## [To do]
Take the line containing "Task: find the blue jeans" and every line after it in the data below, and print them exactly as given, with nothing else.

## [Dataset records]
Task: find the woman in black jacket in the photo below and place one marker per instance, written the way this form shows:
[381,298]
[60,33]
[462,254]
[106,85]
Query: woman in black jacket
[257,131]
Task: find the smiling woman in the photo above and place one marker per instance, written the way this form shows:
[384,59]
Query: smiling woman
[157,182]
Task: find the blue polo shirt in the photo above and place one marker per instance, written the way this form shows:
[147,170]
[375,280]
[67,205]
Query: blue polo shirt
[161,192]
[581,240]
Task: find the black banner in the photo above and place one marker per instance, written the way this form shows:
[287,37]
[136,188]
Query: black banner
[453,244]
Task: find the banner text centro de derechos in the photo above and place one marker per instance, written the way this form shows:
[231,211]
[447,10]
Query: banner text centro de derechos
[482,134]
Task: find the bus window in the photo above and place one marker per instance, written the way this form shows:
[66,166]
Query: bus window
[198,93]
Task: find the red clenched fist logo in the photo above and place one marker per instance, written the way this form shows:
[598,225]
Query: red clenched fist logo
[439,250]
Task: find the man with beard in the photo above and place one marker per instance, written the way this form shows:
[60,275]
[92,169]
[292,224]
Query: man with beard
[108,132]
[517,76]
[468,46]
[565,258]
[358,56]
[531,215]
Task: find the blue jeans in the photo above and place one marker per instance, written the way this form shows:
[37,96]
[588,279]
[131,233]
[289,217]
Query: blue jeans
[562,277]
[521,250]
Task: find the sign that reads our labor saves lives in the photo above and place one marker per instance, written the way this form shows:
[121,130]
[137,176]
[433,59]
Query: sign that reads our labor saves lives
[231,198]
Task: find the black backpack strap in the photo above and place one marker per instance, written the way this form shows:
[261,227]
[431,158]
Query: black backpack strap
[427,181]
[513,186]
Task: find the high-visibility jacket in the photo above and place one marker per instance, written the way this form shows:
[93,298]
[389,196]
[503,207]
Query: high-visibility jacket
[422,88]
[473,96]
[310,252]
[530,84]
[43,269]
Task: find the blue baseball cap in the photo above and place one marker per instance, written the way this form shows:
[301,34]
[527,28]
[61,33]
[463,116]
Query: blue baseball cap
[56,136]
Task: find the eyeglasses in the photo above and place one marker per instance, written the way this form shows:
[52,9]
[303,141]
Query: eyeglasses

## [Result for this task]
Task: find the blue jeans in the photo above and place one marker per instance, written the way this form shows:
[37,96]
[588,279]
[131,233]
[289,217]
Query: blue jeans
[562,277]
[521,250]
Task: find the sign that reads our labor saves lives in the photo above and place one marker per instance, written the way this form shows:
[121,130]
[137,176]
[433,59]
Query: sign that reads our labor saves lives
[231,198]
Task: find the black backpack strap in the photo above and place one marker per instance, written the way this form shows:
[261,227]
[431,158]
Query: black backpack strap
[427,181]
[513,186]
Task: find the high-visibility jacket in the photo above and place one marker per instance, written the way this form shows:
[93,298]
[389,196]
[503,207]
Query: high-visibility jacket
[422,88]
[473,96]
[310,252]
[530,84]
[43,269]
Task: find the blue baseball cap in the photo above and place one marker per instance, written the way this form shows:
[301,34]
[527,28]
[61,33]
[463,116]
Query: blue baseball cap
[56,136]
Task: find the eyeglasses in the photo above and place one marker per instance, written the way this form shows:
[52,9]
[303,141]
Query: eyeglasses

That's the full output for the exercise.